Problem requirements:
All of the records below need to be copied exactly.

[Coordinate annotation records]
####################
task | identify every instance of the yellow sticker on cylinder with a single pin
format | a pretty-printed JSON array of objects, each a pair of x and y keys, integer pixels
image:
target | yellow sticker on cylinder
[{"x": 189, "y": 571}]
####################
Response to the task:
task | identify every instance of the yellow sticker on cylinder with a single pin
format | a pretty-printed JSON array of objects, each a pair of x and y keys, integer pixels
image:
target | yellow sticker on cylinder
[{"x": 189, "y": 571}]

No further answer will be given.